TO DO:
Rewrite the rows from the beginning through the line containing "top-left (1082, 770), bottom-right", and substitute "fallen leaf" for "dead leaf" while leaving everything else unchanged.

EXTRACTED MATERIAL:
-=-=-=-=-
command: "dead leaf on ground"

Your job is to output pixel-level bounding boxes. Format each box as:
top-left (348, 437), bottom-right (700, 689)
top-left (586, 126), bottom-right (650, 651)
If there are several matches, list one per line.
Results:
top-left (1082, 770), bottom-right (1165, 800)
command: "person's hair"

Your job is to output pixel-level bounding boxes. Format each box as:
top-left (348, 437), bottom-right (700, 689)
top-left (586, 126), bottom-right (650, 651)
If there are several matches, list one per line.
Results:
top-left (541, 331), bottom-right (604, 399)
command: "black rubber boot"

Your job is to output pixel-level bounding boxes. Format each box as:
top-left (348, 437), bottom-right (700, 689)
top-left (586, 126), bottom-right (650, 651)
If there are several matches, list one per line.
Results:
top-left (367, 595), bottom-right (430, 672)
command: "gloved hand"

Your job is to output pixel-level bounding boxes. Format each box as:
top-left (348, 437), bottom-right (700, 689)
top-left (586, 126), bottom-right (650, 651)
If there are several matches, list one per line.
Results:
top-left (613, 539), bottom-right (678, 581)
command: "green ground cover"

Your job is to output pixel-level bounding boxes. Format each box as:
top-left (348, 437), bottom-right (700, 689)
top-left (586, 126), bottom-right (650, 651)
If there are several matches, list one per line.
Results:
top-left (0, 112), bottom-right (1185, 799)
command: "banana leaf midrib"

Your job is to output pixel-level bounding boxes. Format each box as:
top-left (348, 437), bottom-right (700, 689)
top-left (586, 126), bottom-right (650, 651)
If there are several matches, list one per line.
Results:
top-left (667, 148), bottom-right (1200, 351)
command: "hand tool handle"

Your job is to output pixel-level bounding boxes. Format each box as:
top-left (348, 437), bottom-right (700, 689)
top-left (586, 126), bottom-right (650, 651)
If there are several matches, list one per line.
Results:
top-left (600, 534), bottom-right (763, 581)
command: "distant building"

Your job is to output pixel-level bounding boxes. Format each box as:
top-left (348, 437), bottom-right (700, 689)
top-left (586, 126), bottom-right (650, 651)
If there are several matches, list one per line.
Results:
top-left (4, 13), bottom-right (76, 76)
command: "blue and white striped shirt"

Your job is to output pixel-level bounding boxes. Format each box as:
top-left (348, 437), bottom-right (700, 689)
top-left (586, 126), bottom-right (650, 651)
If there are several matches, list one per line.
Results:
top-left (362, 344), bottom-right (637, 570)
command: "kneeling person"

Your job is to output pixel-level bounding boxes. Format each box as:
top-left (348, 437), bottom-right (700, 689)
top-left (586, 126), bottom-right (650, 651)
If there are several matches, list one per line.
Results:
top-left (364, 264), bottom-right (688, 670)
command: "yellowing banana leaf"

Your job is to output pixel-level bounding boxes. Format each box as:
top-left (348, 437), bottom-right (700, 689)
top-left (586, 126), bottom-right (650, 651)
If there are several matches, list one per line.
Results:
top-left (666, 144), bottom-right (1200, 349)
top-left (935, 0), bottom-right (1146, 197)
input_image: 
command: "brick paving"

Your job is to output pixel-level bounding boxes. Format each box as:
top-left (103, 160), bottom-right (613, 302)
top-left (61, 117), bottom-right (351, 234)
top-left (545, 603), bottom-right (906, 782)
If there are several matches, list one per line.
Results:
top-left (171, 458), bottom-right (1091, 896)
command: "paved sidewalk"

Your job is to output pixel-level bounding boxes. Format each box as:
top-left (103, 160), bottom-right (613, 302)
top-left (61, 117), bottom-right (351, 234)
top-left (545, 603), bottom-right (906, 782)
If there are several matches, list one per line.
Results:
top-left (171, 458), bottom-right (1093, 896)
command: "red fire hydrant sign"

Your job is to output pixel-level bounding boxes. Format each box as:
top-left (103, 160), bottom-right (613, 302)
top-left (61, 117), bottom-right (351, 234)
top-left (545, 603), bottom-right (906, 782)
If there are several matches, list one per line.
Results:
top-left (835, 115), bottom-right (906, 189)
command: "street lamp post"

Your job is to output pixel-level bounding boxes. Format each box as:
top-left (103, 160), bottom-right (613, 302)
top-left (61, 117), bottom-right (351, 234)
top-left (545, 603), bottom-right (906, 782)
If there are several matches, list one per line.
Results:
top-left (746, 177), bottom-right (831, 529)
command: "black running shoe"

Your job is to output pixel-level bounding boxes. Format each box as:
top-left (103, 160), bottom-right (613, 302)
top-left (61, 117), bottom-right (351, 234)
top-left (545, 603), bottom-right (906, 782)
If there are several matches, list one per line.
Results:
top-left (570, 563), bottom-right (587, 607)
-=-=-=-=-
RESULT FOR THIS EXERCISE:
command: "fallen leaf on ground"

Your job is to output pixel-level bounding boxes. Format each box as:
top-left (348, 437), bottom-right (700, 689)
top-left (586, 126), bottom-right (650, 651)
If there are several matches, list one per line.
Results:
top-left (1082, 770), bottom-right (1165, 800)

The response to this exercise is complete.